# Required actions
**a.** Please list every organization or venue the Mizoram food festival review names.
**b.** Pick up the Mizoram food festival review after its final sentence and keep writing it.

# Given passage
**********
Bangalore restaurant reviews Foodie adventures

Mizoram Food Festival at The ANTS Cafe

Thursday, July 01, 2010Me! In words

When we heard that there was a Mizoram Food Festival on, we jumped at the chance. I called the Ants Cafe and informed them that we were coming almost right away. The Ants Craft Trust, registered as a Public Charitable Trust in 2009 at Bangalore is an offshoot of THE ANT, a voluntary organization working on development issues in the northeast. Besides showcasing the arts and culture of the Northeast, they also have occasional festivals such as these to promote knowledge of the area. We missed a recently conducted Naga Food Festival.

The food was served in buffet style and had a very very homely touch to it. Those who did the serving at the buffet counters came across as one big, happy family and that sort of added to the ambience of homeliness. This will be more a photo review, so here goes

Passion Fruit Juice in bamboo glasses

To begin with, we were served Passion fruit juice in beautiful crafted bamboo glasses. The trick was to drink from the tip of the glass and not from the rounded edge. The fruit juice was really pleasant and we were told that the fruit had been sourced directly from Mizoram. And now the food.

Satui Hang (Chicken Soup)

We began with the Satui Hang or the Chicken Soup. This was a clear chicken soup, which contrary to the way it looks did not taste like Indianized Chinese soup. Rather the taste of herbs was very distinctive. Josephine, the PR person for this event, explained that there are several herbs local to Mizoram that are used in the cooking and are generally not found elsewhere. Large doses of mint too heightened the taste of the soup.
**********
# Extracted data

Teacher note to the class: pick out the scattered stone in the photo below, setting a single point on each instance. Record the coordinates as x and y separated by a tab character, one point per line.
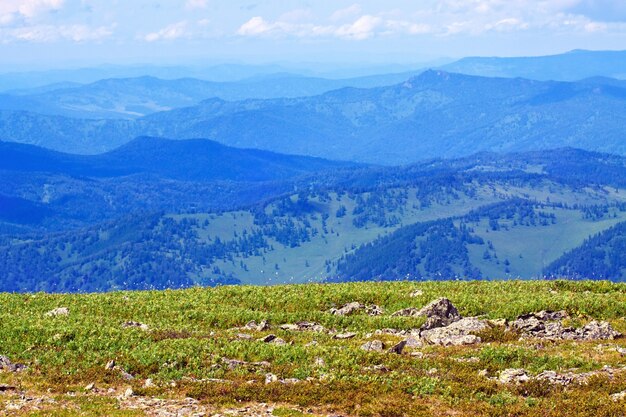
233	364
8	366
61	311
347	309
374	310
135	324
456	334
393	332
620	396
516	376
555	378
413	342
398	348
304	326
373	346
259	327
354	307
547	325
344	336
268	338
439	313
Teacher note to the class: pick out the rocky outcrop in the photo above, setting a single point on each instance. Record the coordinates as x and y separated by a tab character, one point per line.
57	312
304	326
135	324
438	313
456	334
7	366
355	307
509	376
373	346
547	325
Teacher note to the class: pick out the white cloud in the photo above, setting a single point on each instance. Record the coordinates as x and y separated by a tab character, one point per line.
51	33
363	28
10	10
196	4
347	12
170	32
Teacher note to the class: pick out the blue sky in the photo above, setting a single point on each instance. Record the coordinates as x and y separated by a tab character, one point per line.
56	33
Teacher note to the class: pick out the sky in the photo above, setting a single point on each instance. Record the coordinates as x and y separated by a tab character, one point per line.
66	33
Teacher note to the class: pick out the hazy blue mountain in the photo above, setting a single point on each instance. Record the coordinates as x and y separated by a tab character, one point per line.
483	216
127	98
571	66
187	160
432	115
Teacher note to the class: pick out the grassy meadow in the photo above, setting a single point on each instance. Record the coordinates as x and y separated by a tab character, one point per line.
191	331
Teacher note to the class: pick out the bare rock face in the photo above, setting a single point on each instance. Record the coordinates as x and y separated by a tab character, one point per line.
513	376
57	312
8	366
547	325
344	336
355	307
135	324
398	347
456	334
347	309
373	346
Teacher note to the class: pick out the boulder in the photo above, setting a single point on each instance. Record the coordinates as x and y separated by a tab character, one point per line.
61	311
373	346
398	347
355	307
516	376
344	336
438	313
135	324
8	366
456	334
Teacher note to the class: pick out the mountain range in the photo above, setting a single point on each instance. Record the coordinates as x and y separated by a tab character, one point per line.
83	223
436	114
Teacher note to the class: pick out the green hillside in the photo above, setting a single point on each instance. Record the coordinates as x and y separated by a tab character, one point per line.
197	350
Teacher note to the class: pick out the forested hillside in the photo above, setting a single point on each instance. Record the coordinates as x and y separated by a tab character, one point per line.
85	226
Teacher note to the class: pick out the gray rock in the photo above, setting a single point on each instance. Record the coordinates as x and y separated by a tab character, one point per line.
620	396
61	311
398	347
373	346
8	366
269	378
516	376
344	336
439	313
416	293
355	307
456	334
347	309
135	324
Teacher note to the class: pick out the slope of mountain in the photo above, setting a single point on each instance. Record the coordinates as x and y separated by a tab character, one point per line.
571	66
602	256
485	216
432	115
188	160
129	98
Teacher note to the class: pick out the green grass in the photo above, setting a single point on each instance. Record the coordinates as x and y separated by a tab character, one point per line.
189	334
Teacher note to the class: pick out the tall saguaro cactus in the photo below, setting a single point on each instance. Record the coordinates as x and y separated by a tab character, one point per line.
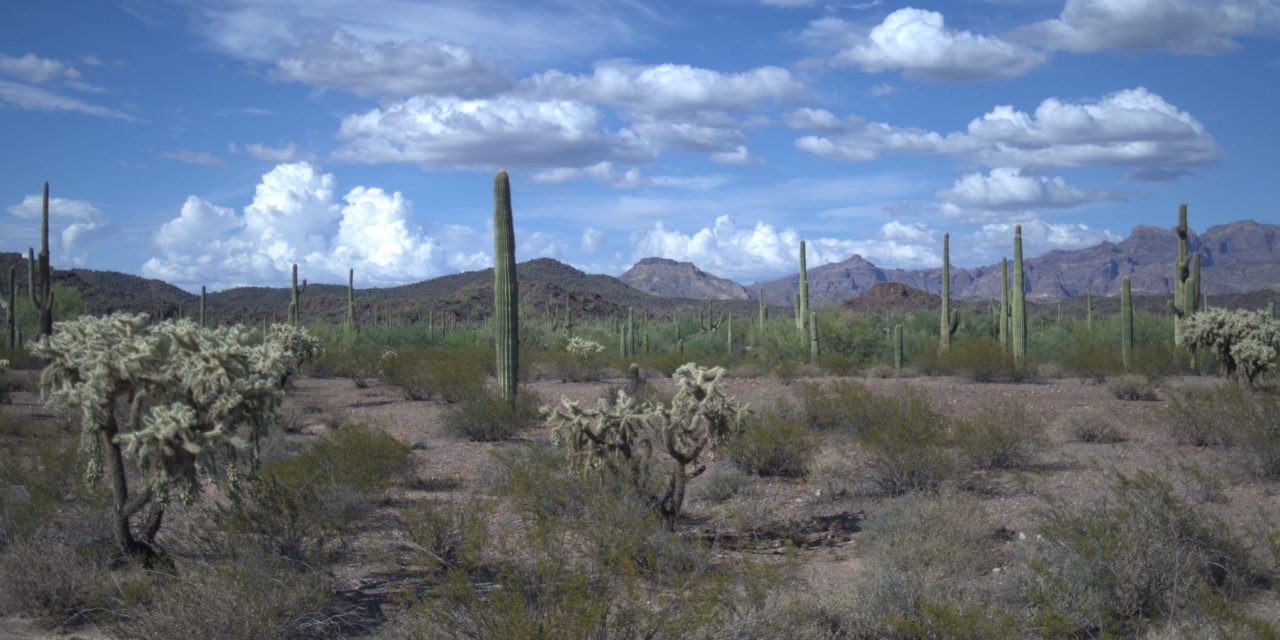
1019	295
40	284
295	293
1185	286
351	304
803	305
1125	323
1004	305
947	319
506	297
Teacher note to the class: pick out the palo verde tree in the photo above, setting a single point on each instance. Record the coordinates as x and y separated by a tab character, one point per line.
178	402
625	435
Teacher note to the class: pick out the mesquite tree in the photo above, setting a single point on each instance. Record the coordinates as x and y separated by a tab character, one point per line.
625	435
179	402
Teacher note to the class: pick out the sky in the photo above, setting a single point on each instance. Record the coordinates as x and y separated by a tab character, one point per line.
216	142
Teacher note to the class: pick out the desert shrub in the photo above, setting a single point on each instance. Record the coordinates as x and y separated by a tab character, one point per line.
446	536
773	442
1138	556
1092	426
423	374
483	415
58	583
1133	388
981	360
300	507
1246	342
844	406
1230	414
909	446
246	599
928	558
720	484
1002	435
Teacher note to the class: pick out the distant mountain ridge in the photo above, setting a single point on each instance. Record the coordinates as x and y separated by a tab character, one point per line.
1237	257
672	279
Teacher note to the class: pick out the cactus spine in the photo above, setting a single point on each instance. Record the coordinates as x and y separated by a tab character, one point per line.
40	284
1125	323
803	300
947	319
897	350
1019	295
295	293
504	292
1004	305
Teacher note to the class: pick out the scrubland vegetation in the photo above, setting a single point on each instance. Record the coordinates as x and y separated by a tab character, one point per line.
817	476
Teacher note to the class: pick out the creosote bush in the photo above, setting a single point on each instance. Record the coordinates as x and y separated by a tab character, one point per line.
909	446
1230	415
1139	556
773	442
481	415
424	374
1002	435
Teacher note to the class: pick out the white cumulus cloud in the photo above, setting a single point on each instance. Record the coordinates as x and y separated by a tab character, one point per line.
1178	26
405	68
296	216
920	44
447	132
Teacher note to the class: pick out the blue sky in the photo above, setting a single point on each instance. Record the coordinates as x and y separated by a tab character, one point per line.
216	142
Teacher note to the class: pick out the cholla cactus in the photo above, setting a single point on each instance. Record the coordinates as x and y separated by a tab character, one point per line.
297	342
581	348
176	400
625	435
1246	342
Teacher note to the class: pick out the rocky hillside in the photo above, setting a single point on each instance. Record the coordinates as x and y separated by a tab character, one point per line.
1237	257
672	279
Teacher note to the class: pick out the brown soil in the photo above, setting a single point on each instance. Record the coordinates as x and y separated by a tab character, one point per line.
449	469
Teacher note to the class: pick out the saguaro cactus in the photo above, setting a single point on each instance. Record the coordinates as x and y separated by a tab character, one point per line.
947	319
1019	295
1004	305
1183	305
295	293
40	284
351	304
897	350
1125	323
803	301
504	293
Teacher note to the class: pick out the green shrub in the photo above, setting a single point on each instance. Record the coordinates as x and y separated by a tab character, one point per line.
433	373
485	416
1234	415
248	599
300	507
1002	435
773	443
842	406
909	447
1141	554
979	360
58	583
1092	426
1133	388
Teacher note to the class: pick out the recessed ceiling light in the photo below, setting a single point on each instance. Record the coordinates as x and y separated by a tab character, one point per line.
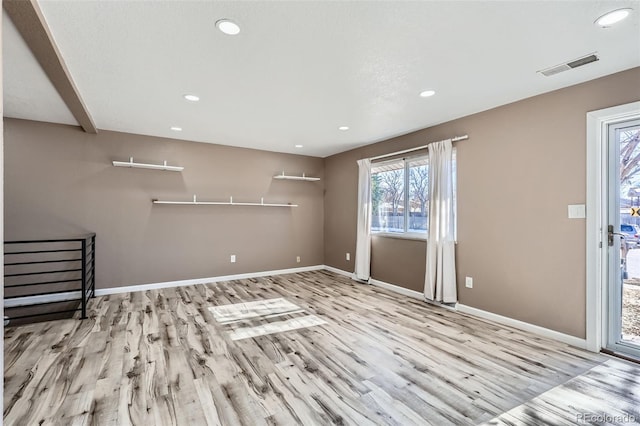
228	27
427	93
612	17
192	98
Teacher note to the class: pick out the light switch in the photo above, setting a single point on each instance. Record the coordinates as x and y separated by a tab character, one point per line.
577	211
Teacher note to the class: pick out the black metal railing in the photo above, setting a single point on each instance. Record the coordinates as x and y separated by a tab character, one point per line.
49	277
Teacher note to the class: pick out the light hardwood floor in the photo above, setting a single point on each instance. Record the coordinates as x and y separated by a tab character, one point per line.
314	348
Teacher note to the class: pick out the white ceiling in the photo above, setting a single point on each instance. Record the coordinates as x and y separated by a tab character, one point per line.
298	70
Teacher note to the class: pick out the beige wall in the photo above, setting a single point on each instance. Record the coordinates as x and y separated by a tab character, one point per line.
521	167
59	181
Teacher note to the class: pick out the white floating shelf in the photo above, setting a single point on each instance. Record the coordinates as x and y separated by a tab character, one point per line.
163	166
289	177
195	202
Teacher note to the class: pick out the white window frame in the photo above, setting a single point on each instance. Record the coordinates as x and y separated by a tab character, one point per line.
408	235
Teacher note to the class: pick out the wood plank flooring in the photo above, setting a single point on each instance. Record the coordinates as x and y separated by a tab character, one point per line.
375	358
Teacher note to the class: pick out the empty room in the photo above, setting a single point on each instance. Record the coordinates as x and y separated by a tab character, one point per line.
320	212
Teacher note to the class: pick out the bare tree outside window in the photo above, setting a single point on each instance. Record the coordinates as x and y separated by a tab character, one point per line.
400	195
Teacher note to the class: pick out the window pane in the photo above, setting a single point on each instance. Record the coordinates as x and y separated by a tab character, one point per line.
418	195
387	197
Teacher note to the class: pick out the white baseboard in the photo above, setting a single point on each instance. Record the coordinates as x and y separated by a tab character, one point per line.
338	271
43	298
521	325
180	283
397	289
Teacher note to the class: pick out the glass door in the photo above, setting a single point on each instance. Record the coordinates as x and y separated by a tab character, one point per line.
623	289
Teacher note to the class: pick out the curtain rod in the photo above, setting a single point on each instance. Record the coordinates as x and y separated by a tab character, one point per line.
455	139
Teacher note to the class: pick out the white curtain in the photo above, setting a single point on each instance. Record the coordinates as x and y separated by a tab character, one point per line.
440	277
363	242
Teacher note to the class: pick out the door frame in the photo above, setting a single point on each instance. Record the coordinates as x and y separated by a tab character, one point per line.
596	228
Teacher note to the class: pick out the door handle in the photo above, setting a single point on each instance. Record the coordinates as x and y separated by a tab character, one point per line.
610	235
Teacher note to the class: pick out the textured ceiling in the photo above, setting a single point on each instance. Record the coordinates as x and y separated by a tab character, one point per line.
298	70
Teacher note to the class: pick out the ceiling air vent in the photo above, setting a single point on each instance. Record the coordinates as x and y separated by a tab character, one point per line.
584	60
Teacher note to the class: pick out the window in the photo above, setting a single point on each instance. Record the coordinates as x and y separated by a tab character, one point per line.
400	195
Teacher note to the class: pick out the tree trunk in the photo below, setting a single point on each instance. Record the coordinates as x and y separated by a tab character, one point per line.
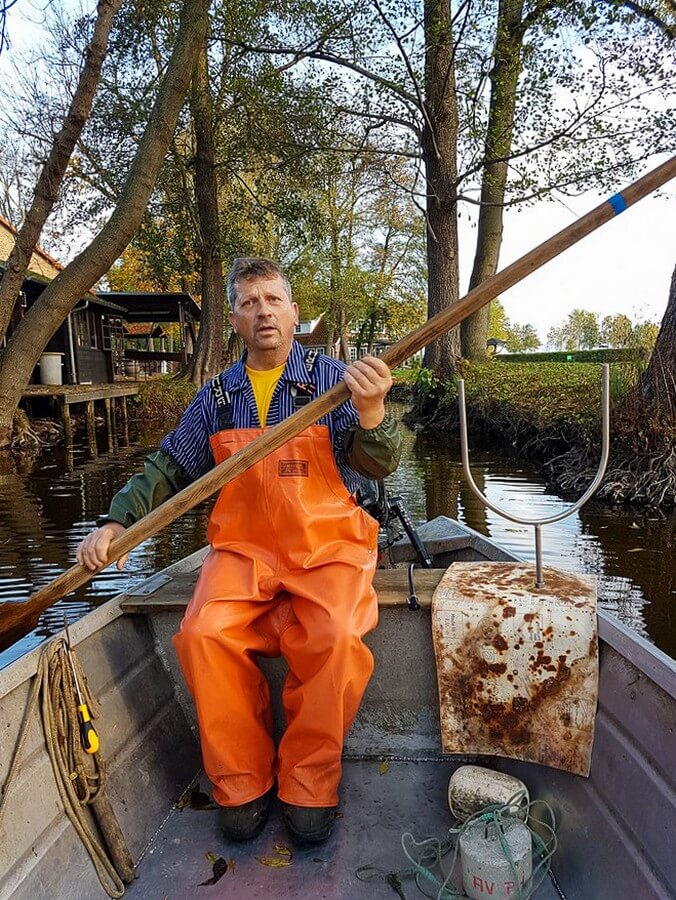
51	176
45	316
439	145
504	79
206	360
655	393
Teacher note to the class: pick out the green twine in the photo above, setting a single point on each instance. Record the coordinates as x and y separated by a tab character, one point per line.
426	855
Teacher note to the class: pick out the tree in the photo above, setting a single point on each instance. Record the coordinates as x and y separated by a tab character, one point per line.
504	77
616	330
579	331
45	316
559	69
656	389
206	359
522	337
51	176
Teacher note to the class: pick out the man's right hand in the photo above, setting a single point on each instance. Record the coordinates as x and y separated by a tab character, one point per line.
93	551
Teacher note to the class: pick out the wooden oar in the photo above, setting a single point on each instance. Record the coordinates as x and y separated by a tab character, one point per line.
14	617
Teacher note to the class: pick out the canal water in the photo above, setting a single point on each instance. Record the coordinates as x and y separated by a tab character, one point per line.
46	511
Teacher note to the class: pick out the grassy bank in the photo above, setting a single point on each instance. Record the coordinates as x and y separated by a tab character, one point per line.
551	412
534	409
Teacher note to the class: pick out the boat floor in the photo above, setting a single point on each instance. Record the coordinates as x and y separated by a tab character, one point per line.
375	809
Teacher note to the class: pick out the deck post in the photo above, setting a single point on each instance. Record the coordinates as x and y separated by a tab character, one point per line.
125	421
113	416
67	423
183	348
91	430
109	424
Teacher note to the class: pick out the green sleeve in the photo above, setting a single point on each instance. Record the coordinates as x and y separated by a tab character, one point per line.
374	452
161	478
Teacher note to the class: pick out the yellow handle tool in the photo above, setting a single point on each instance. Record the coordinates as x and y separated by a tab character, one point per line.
90	739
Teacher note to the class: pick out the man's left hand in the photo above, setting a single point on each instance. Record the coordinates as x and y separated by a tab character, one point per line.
369	379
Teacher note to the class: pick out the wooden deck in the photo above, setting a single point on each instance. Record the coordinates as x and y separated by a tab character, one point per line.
82	393
67	395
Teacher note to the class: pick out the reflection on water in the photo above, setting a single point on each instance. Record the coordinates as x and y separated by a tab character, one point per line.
632	551
45	514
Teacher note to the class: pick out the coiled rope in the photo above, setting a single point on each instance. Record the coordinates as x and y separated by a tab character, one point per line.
425	856
79	777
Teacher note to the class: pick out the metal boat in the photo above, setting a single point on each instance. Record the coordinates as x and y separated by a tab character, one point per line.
615	828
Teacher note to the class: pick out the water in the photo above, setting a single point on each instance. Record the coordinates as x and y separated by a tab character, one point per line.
45	513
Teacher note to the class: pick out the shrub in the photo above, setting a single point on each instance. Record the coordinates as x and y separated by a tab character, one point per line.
164	399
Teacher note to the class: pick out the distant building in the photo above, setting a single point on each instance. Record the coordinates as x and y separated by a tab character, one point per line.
90	340
313	334
108	335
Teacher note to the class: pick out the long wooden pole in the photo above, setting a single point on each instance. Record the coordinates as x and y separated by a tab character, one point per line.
14	615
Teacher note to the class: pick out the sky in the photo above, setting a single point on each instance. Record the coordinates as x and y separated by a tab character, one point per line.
623	267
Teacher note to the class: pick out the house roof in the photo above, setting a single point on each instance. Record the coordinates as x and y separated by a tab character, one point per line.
153	306
315	338
42	267
143	329
97	301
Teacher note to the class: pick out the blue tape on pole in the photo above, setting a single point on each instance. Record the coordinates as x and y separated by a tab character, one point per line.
618	203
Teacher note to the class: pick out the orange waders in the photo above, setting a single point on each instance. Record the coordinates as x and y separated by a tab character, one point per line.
289	572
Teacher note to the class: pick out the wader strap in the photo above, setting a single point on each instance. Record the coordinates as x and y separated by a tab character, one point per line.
223	409
303	393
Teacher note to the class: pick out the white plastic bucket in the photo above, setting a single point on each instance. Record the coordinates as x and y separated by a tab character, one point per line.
50	368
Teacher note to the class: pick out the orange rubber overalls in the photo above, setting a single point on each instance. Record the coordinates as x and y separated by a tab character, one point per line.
289	572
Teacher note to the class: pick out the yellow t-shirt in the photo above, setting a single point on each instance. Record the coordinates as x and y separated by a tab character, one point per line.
264	382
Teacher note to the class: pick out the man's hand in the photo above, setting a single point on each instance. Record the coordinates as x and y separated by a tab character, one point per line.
93	551
369	379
**********
# Answer set
**a.**
- The ANTS Cafe
- The Ants Craft Trust
- THE ANT

**b.**
Arsa Buhchiar (Chicken Porridge)

Next came Arsa Buhchiar or chicken porridge which was to my mind like a chicken steam rice, only taken a step or two forward. These steps were mighty tasty ones I must add. The porridge was thick, creamish in texture and tasted light. Again, a few local Mizo herbs at work here. Josephine suggested we serve this to junior, but knowing our champ, we ended up eating her share as well, which was a good thing, you see. And then came the two varieties of pork. 

Vawksa Rep (Smoked Pork with Bamboo Shoots)

Vawklu Bawl ( Pork Head with sesame and spices)

Sudhakar and I love our pork and to have them in two unique ways was a delight. To begin with, the Vawksa Rep. This was smoked pork with bamboo shoots. Smoking here is done on bamboo and the smell and flavor imparted in earthy and very very different from what we are used to. This is then boiled with bamboo shoots which gives it that add crunch and texture. The Vawklu Bawl is pork head with sesame and spices. Again, a thick gravy-ish sort of dish where herbs play a huge role. Delicious even to someone like me who is not much for non-conventional parts of meat. 

Sangha Kan (Fish in Sauce)

Another item on this buffet menu was the Sangha Kan (Fish in Sauce). Now when you say sauce here, it is not the thick cornflour based sauces that conditioned minds like ours tend to image. In fact, this is a light herb based sauce which has a generous dose of vegetable slivers added to it. Again the look of the dish may be familiar to some common styles of fish preparation, but the taste was something totally new. 

Chhum Han (Steamed vegetables)

Chhum Han (steamed veggies). Is there a better way to eat your vegetables. I, for one don't think so. This was a mix of carrots, cabbage, cauliflower and beans. 

Bete (Stripe Bean Dal)
Chaw and Bawngsa mai leh tomata nena kan
(Rice and beef curry with pumpkin and tomato)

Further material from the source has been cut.